Task brief: Your output should be the lines from the one that contains "Target object: white pillow" to the end of the listing, transcribed exactly. Include nothing else.

Data to process: Begin

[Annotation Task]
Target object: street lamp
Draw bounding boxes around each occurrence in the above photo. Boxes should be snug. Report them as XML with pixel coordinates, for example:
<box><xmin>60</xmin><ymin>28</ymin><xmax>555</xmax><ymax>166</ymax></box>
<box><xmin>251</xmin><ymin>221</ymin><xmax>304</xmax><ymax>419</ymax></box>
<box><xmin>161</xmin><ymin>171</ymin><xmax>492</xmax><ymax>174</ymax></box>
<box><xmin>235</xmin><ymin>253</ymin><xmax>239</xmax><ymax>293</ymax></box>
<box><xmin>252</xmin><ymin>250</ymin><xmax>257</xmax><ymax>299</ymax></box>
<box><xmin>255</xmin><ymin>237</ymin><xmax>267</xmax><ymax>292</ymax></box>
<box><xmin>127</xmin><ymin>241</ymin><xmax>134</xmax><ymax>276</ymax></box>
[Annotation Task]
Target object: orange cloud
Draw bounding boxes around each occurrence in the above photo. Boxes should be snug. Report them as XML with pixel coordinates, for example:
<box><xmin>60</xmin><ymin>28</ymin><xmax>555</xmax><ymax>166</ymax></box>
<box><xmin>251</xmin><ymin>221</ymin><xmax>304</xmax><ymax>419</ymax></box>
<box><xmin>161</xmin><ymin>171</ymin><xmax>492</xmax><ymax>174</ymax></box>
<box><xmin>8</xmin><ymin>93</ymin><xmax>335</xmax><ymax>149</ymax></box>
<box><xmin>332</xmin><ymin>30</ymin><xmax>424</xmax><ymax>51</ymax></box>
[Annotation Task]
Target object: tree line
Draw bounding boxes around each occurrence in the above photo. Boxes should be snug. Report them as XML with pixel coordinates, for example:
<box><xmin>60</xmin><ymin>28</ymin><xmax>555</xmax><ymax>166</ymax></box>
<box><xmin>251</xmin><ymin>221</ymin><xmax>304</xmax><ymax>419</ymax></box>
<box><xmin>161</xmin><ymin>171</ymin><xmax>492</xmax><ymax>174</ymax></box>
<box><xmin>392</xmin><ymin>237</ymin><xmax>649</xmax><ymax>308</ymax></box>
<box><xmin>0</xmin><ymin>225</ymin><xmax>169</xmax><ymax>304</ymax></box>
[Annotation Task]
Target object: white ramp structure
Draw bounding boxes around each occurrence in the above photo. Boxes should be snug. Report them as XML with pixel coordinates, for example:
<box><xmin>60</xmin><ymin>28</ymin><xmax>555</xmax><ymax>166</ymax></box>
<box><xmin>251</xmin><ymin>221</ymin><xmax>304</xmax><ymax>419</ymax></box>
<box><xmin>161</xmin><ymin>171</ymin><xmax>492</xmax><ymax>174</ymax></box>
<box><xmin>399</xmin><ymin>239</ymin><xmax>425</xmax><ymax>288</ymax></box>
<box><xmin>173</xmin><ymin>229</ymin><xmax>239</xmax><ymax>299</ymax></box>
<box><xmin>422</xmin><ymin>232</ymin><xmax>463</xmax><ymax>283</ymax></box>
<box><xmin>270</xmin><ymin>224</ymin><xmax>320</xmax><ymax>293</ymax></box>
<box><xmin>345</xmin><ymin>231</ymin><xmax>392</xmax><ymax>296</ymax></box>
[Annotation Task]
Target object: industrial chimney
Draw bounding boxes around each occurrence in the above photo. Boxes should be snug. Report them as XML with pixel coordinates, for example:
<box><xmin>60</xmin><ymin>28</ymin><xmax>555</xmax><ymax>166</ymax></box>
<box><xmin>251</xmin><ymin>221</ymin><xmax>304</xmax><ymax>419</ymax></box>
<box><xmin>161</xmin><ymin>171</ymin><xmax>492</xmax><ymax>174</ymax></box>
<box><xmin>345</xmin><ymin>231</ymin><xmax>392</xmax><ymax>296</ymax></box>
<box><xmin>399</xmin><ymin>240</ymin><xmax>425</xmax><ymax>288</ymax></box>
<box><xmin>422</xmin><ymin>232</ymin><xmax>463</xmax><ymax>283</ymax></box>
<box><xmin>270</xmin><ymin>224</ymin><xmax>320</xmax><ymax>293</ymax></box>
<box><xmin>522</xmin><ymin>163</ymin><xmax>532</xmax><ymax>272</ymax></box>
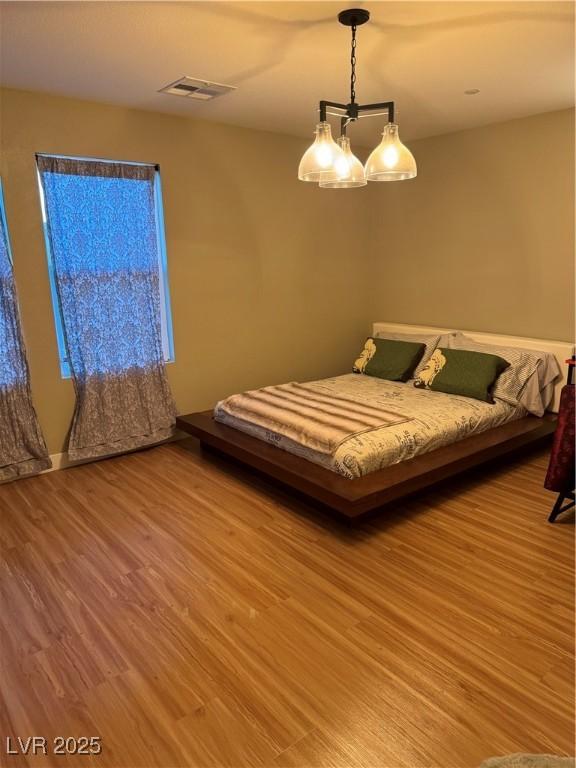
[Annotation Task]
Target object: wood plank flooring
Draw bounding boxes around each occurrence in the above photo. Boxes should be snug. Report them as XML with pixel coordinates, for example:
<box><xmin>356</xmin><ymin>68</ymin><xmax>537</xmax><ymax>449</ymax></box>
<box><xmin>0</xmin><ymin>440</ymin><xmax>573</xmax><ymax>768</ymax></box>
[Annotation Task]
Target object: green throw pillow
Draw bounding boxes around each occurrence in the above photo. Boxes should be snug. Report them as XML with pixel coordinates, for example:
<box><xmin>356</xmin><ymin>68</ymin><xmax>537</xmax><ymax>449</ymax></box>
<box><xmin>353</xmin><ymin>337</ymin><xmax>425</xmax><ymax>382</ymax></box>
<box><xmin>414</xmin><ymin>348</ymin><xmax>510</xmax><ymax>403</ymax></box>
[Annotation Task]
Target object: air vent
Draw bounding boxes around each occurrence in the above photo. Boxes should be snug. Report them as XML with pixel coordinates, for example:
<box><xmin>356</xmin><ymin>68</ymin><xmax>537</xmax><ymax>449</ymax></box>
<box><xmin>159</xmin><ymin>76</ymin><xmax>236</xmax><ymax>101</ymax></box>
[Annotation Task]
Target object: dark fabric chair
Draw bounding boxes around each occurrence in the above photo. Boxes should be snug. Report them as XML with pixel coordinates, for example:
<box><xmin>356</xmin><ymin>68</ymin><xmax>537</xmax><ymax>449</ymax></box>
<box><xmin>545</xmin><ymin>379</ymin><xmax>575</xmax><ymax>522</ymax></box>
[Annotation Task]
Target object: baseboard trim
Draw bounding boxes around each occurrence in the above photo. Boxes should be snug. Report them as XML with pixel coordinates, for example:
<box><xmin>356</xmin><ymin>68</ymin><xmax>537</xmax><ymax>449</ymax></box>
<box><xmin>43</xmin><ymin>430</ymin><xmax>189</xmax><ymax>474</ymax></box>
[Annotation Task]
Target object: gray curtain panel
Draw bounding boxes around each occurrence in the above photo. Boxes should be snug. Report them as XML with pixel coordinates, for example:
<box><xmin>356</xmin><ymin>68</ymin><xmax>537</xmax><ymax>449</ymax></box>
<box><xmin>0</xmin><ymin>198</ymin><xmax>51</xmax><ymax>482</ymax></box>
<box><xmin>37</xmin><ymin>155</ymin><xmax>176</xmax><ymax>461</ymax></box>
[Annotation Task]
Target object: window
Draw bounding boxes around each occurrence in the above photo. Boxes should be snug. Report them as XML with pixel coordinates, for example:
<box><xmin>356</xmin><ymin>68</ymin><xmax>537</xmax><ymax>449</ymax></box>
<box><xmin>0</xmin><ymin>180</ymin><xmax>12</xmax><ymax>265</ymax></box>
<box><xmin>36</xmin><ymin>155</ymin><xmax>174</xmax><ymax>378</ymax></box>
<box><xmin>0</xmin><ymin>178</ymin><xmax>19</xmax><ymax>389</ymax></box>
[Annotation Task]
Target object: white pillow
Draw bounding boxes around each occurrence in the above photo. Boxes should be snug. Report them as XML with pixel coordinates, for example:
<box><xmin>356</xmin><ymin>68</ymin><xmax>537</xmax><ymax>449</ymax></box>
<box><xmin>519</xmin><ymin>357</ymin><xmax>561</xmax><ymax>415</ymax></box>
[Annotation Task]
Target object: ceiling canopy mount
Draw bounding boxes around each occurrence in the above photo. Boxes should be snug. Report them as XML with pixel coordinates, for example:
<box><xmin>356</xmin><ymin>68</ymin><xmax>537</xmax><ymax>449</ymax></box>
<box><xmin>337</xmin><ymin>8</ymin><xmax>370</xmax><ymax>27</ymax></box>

Data to process: End

The answer:
Target object: white pillow
Draw bounding boxes around each occurrence in the above photo. Boxes should be snug. Report them as XML with pixel coordinates, for example:
<box><xmin>356</xmin><ymin>68</ymin><xmax>537</xmax><ymax>449</ymax></box>
<box><xmin>519</xmin><ymin>357</ymin><xmax>561</xmax><ymax>415</ymax></box>
[Annotation Task]
Target object: ceiling canopy mount
Draw bounding boxes around each occurrence in the above photo. Boxes should be snug. Report them as XML with pixel coordinates, for example:
<box><xmin>356</xmin><ymin>68</ymin><xmax>537</xmax><ymax>449</ymax></box>
<box><xmin>337</xmin><ymin>8</ymin><xmax>370</xmax><ymax>27</ymax></box>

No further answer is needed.